[[ Task inputs, beginning ]]

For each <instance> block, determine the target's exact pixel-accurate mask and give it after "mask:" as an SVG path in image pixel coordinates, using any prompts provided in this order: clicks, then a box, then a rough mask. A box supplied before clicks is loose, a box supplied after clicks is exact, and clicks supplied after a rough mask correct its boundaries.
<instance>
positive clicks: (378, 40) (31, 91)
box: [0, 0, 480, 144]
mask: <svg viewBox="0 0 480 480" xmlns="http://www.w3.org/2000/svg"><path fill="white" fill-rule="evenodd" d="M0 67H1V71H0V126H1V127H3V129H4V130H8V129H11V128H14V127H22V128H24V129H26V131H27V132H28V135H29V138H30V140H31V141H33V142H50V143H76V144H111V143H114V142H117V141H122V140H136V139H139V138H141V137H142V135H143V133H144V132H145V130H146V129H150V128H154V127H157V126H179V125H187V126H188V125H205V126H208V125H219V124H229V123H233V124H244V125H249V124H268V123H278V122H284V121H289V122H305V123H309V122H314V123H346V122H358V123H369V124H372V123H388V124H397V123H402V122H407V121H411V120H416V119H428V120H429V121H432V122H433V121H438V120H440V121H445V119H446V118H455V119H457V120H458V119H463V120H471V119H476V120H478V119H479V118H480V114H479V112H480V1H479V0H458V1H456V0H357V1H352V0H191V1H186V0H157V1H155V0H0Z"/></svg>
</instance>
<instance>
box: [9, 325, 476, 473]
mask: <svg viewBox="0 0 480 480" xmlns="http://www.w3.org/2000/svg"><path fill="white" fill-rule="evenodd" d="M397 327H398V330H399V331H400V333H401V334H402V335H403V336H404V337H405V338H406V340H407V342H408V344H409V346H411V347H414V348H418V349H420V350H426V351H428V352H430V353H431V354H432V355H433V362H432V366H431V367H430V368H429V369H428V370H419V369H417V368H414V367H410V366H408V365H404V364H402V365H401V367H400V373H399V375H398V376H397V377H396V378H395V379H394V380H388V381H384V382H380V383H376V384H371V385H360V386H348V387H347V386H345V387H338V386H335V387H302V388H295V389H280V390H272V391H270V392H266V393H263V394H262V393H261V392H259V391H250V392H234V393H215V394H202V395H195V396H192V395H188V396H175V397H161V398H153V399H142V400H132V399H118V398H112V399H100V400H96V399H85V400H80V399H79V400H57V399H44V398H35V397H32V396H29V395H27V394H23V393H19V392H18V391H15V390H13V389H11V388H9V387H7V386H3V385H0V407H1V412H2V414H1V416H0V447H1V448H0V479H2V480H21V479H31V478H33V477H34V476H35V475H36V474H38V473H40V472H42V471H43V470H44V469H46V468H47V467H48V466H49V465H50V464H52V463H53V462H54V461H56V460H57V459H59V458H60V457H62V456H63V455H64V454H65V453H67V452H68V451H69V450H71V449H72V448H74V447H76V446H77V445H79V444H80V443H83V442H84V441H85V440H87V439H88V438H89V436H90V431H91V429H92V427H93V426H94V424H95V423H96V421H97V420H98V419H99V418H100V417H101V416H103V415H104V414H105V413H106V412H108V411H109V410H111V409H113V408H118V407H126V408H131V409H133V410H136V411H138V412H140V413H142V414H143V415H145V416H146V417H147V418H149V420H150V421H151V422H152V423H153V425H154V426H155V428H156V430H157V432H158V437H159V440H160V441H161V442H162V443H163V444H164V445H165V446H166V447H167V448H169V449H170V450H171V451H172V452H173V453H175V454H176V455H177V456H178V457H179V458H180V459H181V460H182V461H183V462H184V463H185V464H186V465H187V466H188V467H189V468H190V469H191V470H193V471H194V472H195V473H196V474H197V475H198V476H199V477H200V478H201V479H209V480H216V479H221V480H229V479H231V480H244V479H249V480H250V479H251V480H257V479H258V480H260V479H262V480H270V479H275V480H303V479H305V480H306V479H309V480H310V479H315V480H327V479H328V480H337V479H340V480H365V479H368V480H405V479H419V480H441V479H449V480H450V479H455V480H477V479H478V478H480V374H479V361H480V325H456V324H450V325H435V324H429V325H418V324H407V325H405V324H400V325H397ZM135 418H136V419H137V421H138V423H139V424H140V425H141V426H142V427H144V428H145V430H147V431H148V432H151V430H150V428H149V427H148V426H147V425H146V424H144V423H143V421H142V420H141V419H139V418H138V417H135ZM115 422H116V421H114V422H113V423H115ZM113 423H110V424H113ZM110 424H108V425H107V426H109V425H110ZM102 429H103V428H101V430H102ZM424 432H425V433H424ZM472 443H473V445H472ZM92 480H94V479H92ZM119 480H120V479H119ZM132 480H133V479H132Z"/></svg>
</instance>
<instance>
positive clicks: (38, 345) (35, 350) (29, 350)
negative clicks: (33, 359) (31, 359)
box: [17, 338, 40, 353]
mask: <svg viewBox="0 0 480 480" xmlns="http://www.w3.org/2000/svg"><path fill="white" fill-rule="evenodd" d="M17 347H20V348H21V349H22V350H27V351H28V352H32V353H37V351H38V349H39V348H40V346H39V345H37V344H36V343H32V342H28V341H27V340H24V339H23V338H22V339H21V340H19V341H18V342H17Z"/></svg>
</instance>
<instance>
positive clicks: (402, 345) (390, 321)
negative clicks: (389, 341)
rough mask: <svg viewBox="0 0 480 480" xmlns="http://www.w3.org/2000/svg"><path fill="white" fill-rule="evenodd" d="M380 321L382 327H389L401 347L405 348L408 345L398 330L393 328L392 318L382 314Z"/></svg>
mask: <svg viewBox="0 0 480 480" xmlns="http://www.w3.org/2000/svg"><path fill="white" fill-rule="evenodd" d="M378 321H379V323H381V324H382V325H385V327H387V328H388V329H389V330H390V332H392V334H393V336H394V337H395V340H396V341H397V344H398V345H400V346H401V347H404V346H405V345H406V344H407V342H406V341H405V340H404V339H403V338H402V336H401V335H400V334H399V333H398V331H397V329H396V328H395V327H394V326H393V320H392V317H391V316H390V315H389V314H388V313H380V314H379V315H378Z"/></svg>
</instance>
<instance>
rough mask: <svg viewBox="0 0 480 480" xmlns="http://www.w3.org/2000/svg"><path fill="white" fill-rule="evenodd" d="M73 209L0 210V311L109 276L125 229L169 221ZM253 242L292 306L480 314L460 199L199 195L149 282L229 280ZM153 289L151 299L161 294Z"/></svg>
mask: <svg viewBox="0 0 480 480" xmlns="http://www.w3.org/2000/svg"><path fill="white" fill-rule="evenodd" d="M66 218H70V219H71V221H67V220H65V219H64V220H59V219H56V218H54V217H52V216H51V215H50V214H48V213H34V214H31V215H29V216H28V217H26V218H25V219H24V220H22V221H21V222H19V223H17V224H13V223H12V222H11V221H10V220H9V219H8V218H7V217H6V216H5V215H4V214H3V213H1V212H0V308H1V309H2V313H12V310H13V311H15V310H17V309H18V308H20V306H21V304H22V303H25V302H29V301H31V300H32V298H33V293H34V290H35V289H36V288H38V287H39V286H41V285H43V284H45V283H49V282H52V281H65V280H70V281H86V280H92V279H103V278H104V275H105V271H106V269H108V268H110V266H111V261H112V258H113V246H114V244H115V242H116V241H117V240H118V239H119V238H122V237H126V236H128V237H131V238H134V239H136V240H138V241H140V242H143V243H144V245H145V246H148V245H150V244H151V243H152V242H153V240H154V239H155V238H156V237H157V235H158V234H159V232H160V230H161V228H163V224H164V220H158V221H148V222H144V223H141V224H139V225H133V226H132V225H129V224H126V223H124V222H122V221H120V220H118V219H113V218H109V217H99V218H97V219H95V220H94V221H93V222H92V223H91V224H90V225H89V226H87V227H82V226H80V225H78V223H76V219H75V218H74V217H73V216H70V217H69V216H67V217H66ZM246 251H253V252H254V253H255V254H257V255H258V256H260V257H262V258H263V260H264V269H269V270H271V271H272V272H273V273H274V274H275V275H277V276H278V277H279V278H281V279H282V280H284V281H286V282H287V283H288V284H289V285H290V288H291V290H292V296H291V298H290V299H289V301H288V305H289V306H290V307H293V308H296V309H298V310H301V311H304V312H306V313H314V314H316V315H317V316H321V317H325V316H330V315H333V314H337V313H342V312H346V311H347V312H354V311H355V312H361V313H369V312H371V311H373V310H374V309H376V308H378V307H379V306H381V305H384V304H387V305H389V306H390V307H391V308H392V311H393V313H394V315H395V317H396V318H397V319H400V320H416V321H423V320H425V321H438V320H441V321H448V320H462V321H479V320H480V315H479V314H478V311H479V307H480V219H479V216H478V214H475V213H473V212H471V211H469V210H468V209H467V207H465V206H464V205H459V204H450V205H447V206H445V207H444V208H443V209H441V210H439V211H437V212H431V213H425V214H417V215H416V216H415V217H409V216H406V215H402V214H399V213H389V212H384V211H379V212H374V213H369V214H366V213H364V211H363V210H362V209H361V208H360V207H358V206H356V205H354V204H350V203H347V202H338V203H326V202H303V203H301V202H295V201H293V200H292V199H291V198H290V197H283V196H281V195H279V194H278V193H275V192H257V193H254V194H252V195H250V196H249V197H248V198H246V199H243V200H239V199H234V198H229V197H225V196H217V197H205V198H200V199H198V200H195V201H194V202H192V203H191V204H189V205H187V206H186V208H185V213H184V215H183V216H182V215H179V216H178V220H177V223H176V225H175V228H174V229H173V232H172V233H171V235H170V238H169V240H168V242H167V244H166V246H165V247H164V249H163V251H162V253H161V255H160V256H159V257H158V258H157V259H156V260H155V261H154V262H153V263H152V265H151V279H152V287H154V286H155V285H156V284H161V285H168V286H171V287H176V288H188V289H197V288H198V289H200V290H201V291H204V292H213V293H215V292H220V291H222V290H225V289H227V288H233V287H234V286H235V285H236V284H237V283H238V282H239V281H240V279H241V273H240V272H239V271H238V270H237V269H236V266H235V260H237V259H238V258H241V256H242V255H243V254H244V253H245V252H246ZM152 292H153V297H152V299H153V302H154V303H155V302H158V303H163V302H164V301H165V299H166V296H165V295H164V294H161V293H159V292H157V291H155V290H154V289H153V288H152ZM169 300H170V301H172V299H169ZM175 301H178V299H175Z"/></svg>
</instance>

[[ Task inputs, end ]]

**Exercise details**
Copy every line of the data that carries the word "negative".

**Exercise response**
negative clicks: (33, 359) (31, 359)
negative clicks: (389, 341)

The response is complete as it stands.